# Отрывок
▼
Канашкин В. Азъ-Есмь - Неизвестно
Шрифт:
Интервал:
Закладка:
Утверждая характер русского человека - трезвомыслящего, далекого от самообольщений, истерзанного «устоями», но не сломленного и предпочитающего в большинстве случаев голодную свободу «дому терпимости», - Салтыков-Щедрин выступал против его «балетно-идиллических» и «поверхностно-карикатурных» интерпретаций. Русский человек вырос, и «ежели мы и доныне относимся к этой истине с недоверием, - разъяснил он подспудный смысл своего отношения к «Иванушкам» в целом, то источником такого недоверия служит то, что мы этого увеличения роста ищем совсем не там, где его искать следует».
В 1935-1939 годах В. Кирпотин, пристально вглядевшись в направленность «народной» мысли Щедрина, выразительно пожал плечами: отношение великого сатирика к крестьянину ему показалось «консервативно-парадоксальным», «неприятно-слащавым», «специфически славянофильским». Салтыкову-Щедрину, пришел исследователь к выводу, гораздо более «приходилась по нраву народолюбивая программа славянофилов, нежели Чернышевского и Добролюбова» (90).
▲
# Задания
1/ Выпишите из отрывка все определения, которыми В. Кирпотин охарактеризовал отношение Щедрина к крестьянину.
2/ Ответьте по отрывку, в какие годы В. Кирпотин вглядывался в направленность «народной» мысли Щедрина.

# Исходные данные
▼
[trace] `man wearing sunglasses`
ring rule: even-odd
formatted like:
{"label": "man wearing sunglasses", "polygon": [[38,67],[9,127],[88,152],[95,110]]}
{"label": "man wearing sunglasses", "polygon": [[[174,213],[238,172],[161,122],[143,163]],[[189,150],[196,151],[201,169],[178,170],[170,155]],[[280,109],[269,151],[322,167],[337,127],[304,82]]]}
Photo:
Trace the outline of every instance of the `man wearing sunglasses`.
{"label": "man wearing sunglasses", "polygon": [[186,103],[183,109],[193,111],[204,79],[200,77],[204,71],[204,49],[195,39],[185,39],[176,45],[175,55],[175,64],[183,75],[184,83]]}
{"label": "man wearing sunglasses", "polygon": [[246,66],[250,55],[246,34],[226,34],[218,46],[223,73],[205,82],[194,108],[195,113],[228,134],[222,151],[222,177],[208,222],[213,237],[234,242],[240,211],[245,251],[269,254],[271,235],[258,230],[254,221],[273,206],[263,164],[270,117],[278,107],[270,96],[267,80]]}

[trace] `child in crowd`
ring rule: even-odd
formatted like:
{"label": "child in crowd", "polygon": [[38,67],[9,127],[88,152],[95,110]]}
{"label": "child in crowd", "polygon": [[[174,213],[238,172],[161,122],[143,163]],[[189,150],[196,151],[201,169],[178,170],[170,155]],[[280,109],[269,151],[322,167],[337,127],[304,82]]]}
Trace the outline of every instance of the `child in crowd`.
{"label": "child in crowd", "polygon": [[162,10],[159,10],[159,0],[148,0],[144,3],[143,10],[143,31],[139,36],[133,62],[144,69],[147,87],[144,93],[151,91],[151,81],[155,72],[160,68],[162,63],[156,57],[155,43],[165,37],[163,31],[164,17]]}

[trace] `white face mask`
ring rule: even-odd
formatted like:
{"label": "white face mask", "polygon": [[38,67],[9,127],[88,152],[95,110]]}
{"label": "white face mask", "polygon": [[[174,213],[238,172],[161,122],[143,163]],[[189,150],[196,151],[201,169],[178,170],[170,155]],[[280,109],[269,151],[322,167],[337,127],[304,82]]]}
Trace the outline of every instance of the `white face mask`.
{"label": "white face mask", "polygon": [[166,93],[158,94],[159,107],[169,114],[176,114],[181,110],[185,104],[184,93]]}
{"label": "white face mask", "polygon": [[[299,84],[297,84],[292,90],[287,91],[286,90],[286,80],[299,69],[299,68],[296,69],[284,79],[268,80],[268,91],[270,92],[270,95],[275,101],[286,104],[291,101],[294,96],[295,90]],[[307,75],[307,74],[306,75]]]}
▲
# Ответы
1/ «консервативно-парадоксальным», «неприятно-слащавым», «специфически славянофильским»

2/ В 1935–1939 годах.